Segment Start: Input records

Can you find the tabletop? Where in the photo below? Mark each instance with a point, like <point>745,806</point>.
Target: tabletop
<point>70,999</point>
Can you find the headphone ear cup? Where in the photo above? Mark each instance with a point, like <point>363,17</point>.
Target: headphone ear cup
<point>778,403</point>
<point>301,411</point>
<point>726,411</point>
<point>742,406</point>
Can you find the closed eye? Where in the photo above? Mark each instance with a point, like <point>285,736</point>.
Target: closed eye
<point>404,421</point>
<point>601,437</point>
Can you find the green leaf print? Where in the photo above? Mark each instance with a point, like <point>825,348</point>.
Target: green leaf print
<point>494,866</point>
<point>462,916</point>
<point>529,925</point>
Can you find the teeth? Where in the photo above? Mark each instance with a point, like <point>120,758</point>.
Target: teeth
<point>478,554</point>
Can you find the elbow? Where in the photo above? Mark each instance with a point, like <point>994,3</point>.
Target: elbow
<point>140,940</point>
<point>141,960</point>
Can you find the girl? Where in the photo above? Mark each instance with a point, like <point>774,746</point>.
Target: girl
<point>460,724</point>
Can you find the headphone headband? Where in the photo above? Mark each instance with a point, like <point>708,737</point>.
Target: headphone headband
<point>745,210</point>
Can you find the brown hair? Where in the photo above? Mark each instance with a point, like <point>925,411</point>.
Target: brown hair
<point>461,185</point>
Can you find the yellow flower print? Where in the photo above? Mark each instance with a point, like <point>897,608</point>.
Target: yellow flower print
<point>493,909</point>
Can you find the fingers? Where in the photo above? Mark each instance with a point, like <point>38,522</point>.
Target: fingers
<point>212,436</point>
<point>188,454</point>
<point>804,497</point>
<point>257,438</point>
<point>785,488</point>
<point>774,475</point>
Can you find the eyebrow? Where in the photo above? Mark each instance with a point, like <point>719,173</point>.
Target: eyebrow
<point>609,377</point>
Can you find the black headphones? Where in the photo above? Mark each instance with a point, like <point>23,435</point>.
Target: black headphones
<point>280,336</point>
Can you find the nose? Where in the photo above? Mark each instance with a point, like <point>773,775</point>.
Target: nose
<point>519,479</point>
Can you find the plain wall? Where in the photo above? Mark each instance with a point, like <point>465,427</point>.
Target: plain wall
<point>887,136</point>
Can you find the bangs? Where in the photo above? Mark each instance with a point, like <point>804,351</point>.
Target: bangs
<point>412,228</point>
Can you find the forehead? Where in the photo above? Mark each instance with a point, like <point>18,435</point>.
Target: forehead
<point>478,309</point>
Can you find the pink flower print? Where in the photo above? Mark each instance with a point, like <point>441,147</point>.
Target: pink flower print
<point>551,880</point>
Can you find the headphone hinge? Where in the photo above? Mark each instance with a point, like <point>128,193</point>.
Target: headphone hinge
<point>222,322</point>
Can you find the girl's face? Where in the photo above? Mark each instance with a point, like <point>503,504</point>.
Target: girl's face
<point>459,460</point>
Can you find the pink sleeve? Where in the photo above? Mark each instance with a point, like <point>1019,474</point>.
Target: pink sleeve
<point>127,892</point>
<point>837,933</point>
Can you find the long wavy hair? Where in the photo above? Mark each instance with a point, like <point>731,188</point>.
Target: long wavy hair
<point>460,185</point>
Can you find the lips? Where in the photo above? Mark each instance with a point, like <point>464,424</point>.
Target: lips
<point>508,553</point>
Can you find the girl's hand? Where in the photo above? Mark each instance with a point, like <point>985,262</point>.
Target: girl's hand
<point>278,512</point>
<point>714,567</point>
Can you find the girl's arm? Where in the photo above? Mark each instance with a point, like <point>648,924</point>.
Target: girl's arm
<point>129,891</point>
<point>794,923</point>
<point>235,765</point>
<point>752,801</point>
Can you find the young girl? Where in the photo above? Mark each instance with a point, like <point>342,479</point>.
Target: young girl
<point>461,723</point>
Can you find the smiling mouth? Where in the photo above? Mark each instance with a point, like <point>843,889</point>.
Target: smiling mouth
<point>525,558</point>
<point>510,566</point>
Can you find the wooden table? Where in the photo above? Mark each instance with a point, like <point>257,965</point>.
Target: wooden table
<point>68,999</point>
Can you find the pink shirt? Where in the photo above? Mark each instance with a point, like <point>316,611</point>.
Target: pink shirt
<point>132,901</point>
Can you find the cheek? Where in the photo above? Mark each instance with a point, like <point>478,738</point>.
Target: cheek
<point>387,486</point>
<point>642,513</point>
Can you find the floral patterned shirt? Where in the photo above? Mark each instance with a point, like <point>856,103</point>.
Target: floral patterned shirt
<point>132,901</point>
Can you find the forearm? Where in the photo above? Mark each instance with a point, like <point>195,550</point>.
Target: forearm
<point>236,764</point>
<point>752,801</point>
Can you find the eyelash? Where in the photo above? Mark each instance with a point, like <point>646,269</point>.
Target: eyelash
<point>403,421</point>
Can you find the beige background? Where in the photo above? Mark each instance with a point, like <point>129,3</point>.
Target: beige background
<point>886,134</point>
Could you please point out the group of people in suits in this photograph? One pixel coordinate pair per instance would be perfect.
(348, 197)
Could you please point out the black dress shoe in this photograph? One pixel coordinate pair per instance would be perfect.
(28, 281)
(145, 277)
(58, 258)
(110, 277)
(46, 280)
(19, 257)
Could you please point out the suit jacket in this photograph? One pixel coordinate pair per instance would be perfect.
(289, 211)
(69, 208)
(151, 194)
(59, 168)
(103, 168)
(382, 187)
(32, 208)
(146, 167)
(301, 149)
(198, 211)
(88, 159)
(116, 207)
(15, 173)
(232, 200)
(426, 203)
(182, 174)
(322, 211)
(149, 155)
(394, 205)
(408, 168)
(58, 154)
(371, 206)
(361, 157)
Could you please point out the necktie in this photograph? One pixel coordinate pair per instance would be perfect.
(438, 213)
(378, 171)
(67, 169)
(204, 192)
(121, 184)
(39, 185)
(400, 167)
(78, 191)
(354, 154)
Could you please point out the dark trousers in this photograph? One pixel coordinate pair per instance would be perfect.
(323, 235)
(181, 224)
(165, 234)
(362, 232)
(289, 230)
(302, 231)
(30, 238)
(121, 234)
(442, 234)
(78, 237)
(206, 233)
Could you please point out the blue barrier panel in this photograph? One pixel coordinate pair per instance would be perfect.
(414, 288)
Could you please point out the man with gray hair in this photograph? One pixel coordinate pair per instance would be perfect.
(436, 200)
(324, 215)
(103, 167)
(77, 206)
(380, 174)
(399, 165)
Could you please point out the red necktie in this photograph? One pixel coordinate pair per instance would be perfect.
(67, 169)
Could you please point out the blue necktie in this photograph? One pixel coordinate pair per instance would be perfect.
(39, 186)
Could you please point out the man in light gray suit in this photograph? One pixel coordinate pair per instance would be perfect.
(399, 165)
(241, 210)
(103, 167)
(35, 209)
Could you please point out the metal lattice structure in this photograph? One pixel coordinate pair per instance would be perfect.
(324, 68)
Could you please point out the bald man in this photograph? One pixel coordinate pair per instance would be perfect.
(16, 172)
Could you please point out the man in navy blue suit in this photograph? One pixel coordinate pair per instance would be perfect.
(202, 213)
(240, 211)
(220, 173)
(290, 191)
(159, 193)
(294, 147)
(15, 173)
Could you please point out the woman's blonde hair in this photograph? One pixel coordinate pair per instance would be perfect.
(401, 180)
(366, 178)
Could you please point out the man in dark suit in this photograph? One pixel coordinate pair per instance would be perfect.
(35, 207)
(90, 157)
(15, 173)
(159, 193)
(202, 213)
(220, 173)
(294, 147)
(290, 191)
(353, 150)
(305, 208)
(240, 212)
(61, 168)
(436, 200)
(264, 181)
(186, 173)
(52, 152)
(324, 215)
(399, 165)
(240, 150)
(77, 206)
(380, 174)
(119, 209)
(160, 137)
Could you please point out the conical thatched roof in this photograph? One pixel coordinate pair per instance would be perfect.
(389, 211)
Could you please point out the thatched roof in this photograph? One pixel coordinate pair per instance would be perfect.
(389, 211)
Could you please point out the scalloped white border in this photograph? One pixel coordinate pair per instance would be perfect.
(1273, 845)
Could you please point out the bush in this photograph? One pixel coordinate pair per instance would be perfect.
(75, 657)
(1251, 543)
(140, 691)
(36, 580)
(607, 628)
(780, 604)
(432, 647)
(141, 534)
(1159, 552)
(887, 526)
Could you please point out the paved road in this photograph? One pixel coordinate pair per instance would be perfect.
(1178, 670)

Segment End: Input records

## Work item
With the line containing "Could you please point out the bald" as the first, output each line through the final line of the entries above, exactly.

## Solved problem
Could you please point out the bald man in this photograph? One pixel coordinate pair per instance would be perfect.
(16, 172)
Could you please point out the man in navy blue suit in this photograph? One pixel coordinate pair per instance would be perfect.
(202, 213)
(240, 211)
(220, 173)
(290, 191)
(159, 193)
(294, 147)
(15, 173)
Could you please point out the woman's blonde hair in this photograph? One pixel coordinate pair per instance would be perfect.
(401, 180)
(366, 178)
Could you please point out the man in dark suit in this photograph? One pixel coordinate pair per instance would be perfect.
(35, 207)
(90, 157)
(15, 173)
(159, 193)
(202, 213)
(220, 173)
(294, 147)
(290, 191)
(353, 150)
(305, 208)
(240, 212)
(61, 168)
(436, 200)
(264, 181)
(186, 173)
(52, 152)
(324, 215)
(399, 165)
(240, 150)
(77, 206)
(380, 174)
(119, 209)
(160, 137)
Could you please point out the conical thatched roof in this photograph? One pixel coordinate pair per instance would be perfect.
(389, 211)
Could you please point out the thatched roof in this photograph? One pixel coordinate pair per instance would be perfect.
(389, 211)
Could you please point out the scalloped white border in this photograph? One pixel coordinate pair per instance would be perfect.
(1273, 845)
Could you please point out the bush in this photograph? One pixel coordinate pair per instance would be perfect.
(75, 657)
(1251, 543)
(140, 691)
(36, 580)
(607, 628)
(780, 604)
(432, 647)
(141, 534)
(1159, 552)
(887, 526)
Could you please point out the paved road in this photograph? One pixel coordinate pair per instance would be perfect.
(1178, 670)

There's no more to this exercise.